EXERCISE DESCRIPTION
Whenever a line in the records below contains "return", pick it out.

(EXTRACTED MATERIAL begins)

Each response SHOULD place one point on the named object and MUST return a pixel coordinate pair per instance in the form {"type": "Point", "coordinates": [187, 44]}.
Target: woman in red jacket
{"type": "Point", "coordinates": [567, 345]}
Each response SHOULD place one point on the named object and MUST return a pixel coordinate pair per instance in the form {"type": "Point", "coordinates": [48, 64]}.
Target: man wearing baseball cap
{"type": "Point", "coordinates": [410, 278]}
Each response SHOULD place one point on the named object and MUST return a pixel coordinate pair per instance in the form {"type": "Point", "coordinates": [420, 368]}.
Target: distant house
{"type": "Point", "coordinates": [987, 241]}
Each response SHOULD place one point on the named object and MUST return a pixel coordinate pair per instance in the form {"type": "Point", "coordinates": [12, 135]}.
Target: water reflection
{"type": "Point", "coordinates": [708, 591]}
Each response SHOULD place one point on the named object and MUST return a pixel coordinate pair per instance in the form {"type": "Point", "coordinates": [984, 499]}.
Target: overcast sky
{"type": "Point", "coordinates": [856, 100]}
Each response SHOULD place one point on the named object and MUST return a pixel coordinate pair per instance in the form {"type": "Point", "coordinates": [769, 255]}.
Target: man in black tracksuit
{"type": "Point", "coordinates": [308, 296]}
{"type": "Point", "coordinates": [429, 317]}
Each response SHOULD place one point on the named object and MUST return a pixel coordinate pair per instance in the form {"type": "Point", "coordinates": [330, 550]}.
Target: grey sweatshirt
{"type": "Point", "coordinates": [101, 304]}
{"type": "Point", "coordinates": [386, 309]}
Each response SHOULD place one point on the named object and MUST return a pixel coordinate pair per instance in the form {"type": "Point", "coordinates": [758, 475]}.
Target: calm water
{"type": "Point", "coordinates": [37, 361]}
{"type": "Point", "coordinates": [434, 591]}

(EXTRACTED MATERIAL ends)

ANSWER
Each response SHOULD place one point on the named object and MUST return a pixel coordinate pair per instance in the form {"type": "Point", "coordinates": [187, 44]}.
Each response SHOULD place one point on the named object and MUST return a pixel coordinate pair per instance in the form {"type": "Point", "coordinates": [48, 64]}.
Each response SHOULD place one point on the named object and MUST return a pixel coordinate pair per instance in the form {"type": "Point", "coordinates": [420, 368]}.
Each response SHOULD place one point on the named object and MUST return a pixel coordinate pair per instance in the form {"type": "Point", "coordinates": [12, 135]}.
Each response SHOULD place one point on the named object and MUST return a pixel coordinate pair per instance in the form {"type": "Point", "coordinates": [984, 499]}.
Each response SHOULD place one point on the named object and MUST return a pixel coordinate pair per instance in the form {"type": "Point", "coordinates": [769, 255]}.
Each response SHOULD place one point on the named object and MUST return a pixel coordinate pair per instance in the form {"type": "Point", "coordinates": [330, 550]}.
Each response SHOULD place one point on the named object and MUST return a pixel coordinate pair per instance in the form {"type": "Point", "coordinates": [758, 475]}.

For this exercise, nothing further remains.